Repeat the data exactly as it appears.

**Task input**
____

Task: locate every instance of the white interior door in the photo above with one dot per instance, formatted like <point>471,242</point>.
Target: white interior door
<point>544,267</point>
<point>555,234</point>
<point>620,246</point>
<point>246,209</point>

____

**Task result**
Task: locate every instance of the white interior door in the photo above with one dot per instance, formatted like <point>471,242</point>.
Target: white interior door
<point>544,267</point>
<point>555,234</point>
<point>620,246</point>
<point>246,209</point>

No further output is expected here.